--- START ---

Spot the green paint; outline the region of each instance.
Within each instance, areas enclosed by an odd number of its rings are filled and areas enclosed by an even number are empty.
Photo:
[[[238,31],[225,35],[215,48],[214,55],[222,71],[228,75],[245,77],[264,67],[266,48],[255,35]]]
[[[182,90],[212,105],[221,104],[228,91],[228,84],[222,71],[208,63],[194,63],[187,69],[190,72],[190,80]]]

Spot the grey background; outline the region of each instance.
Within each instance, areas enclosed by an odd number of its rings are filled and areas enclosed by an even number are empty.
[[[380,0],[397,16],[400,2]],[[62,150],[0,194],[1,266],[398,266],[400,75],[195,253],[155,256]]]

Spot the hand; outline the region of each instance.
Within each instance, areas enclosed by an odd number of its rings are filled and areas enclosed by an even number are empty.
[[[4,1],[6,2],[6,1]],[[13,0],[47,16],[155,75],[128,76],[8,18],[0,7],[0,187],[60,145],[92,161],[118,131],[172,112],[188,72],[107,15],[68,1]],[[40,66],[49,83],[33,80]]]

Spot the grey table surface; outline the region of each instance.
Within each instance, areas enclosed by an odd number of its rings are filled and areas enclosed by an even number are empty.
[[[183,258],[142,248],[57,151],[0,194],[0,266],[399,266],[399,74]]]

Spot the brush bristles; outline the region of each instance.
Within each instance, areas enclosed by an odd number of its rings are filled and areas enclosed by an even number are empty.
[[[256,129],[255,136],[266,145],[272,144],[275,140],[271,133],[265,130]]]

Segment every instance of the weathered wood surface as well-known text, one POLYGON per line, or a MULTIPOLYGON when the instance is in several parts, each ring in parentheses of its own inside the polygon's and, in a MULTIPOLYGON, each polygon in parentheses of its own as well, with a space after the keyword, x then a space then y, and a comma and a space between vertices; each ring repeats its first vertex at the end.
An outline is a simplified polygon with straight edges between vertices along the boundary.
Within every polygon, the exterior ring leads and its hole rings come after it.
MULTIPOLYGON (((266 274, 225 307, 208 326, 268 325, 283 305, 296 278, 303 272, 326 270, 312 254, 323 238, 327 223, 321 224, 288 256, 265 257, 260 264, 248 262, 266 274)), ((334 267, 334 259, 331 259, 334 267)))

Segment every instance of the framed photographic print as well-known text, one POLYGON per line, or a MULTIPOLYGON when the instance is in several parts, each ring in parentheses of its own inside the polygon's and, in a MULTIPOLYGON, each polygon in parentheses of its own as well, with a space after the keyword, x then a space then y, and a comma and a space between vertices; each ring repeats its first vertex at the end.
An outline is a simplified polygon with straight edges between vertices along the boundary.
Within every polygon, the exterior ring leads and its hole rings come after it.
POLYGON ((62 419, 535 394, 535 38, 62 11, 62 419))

--- END ---

■ **TRY IT**
Across the data above, count every line with "Spot" in it and write only the total.

■ **ANSWER BOX**
5